*PROBLEM*
Copy the part of the rows that opens with the line containing "leaf. Write the coordinates, one line per instance." and runs to the end of the rows, keeping the request line, and add 98 to every number in the coordinates.

====== MATERIAL

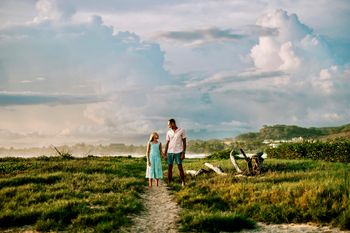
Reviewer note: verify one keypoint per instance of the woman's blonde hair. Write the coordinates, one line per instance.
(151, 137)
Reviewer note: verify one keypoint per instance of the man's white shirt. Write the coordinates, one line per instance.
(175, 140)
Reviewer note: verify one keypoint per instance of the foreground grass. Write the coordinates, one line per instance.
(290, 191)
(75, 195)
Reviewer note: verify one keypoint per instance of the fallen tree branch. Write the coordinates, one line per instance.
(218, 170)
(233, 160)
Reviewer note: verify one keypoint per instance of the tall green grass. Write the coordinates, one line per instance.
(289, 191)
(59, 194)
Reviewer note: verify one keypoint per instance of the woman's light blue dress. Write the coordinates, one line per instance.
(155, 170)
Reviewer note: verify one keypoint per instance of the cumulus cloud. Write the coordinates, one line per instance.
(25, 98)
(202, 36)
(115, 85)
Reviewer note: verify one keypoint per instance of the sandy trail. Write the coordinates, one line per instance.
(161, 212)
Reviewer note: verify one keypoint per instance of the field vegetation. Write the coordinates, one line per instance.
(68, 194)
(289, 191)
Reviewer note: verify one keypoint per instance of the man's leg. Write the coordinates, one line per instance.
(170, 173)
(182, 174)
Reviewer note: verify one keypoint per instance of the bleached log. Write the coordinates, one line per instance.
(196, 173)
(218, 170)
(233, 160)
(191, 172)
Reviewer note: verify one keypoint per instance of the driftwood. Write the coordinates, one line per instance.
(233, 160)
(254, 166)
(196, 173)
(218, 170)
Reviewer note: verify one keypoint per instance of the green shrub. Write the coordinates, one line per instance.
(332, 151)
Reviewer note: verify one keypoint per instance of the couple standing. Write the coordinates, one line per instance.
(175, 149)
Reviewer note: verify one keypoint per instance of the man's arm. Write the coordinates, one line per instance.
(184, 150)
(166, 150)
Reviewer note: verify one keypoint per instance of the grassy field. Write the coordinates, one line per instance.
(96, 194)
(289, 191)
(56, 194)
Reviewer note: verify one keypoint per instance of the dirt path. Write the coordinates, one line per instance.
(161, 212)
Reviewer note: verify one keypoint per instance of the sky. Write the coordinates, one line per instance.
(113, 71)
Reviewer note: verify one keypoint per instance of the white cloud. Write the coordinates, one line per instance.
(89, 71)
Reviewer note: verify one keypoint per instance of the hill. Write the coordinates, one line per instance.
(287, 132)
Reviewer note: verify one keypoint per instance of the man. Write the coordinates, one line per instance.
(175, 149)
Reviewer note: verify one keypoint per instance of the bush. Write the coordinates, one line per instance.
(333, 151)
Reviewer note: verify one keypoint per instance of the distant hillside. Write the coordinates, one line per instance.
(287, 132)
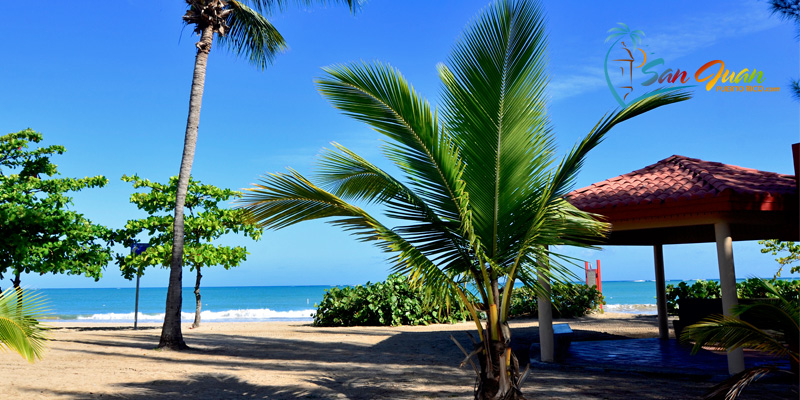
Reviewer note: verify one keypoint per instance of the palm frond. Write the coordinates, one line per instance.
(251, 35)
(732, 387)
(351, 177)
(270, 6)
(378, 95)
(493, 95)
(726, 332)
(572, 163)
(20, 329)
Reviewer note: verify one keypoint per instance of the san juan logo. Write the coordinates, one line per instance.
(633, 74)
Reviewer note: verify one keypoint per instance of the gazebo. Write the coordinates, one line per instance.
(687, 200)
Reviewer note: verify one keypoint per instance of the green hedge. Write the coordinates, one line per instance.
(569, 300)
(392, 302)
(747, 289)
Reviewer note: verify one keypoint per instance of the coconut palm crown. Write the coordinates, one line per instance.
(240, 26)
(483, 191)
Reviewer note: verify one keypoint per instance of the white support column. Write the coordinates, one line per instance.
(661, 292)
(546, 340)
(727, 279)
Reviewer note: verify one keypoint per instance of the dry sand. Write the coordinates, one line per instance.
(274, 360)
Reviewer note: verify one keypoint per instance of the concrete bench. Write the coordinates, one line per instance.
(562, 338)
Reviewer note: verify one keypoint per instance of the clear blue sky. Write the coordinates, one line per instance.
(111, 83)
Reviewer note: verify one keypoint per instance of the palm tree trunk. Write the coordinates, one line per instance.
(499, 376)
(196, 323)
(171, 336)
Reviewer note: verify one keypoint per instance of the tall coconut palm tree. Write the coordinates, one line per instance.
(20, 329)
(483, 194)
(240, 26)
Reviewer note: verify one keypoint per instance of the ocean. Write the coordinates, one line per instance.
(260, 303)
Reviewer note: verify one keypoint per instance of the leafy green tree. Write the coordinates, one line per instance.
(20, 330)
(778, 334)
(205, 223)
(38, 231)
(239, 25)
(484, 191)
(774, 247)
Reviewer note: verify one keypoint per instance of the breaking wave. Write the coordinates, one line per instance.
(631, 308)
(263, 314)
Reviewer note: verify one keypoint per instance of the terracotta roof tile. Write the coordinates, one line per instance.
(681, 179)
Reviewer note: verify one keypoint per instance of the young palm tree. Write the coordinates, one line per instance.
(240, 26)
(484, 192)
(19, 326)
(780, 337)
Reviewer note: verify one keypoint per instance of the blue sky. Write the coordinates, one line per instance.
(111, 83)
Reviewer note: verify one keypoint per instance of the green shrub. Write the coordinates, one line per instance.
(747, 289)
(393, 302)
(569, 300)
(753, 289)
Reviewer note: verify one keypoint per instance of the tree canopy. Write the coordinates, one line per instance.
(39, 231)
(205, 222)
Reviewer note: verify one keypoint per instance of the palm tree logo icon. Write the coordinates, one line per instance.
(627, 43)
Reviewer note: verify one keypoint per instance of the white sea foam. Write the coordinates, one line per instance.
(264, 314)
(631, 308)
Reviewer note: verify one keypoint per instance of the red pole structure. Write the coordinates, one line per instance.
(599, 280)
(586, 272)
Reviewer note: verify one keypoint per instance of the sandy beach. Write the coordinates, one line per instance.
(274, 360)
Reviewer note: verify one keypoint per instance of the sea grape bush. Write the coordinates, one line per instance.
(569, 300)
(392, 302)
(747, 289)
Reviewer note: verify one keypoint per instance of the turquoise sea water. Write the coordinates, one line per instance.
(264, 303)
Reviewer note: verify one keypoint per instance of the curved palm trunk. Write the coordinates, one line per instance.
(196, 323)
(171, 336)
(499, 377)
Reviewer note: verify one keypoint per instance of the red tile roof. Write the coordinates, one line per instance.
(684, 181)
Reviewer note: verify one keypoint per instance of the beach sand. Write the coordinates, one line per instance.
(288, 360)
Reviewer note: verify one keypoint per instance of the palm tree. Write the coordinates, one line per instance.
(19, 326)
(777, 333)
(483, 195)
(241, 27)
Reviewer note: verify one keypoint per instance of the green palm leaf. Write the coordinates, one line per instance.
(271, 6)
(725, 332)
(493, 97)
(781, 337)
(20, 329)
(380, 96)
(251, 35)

============

*REPLY TO THE EXERCISE*
Reviewer note: verify one keypoint per instance of the green palm leaf. Write the coordinates, one line per instance.
(369, 104)
(823, 430)
(591, 195)
(879, 435)
(118, 427)
(478, 194)
(349, 133)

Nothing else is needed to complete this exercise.